TASK DIRECTIONS: Display each line of the records below that contains the string "fields", copying those lines in full.

PROVIDED ENTRIES:
-----
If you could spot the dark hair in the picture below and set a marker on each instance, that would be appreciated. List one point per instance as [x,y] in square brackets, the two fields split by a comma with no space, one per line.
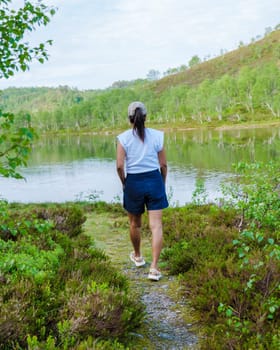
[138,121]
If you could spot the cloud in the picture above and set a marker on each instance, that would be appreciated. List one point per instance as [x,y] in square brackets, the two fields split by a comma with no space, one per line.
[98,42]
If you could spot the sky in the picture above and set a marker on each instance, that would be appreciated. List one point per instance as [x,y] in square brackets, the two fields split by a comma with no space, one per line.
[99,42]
-----
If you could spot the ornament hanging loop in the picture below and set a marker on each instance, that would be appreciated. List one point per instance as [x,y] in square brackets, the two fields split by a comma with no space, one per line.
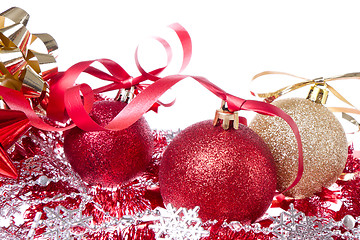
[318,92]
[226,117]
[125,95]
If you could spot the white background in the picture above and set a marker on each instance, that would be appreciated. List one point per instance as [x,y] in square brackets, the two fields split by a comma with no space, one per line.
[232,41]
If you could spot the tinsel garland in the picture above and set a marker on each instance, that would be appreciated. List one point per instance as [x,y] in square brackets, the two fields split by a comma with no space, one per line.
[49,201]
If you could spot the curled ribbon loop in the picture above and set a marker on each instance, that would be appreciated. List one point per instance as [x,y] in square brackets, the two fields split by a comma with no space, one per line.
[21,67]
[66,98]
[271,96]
-----
TASK SOLUTION:
If you could spot the dark hair in the picture below and set a marker on each instance, that would be appreciated. List one point per instance as [x,y] in square brackets, the two fields split by a comma with no space, one per line.
If you could spot the cloud in the picture above and set a marker on each instance, that would be appreciated. List one point per instance as [x,y] in square brackets, the two fields split by a comma with no space, one per line.
If you could spot the sky in the picture above and set a marker on each instance, that would be appreciated. List one point per instance as [x,y] in square brackets, the two fields split by a comma with no space, one per line.
If you could spot the ornament hanging loop in the picture below and set a marker on each instance, that would be appreciated. List one point per instance as [x,y] in square brackets, the two fields split by a comma with no space, one per line.
If you could spot the white background in the picture above and set a marker on each instance, that would be appreciated. List one point per instance as [x,y] in square brackets, the two fields split by a comma with no space, one per line.
If you could spot the tinsel garland in the picture above and set a marker on each instance, that would be appreciated. List one point per instance as [x,y] in square brackets, the two fields split by a comma with no space, one per line.
If you could spot the curled ribbon loop in the picture above and set a marker on each instance, that would be appreciated. List one point per instance as [x,y] in square brackets, the two fields split by a comma with no space, one per line.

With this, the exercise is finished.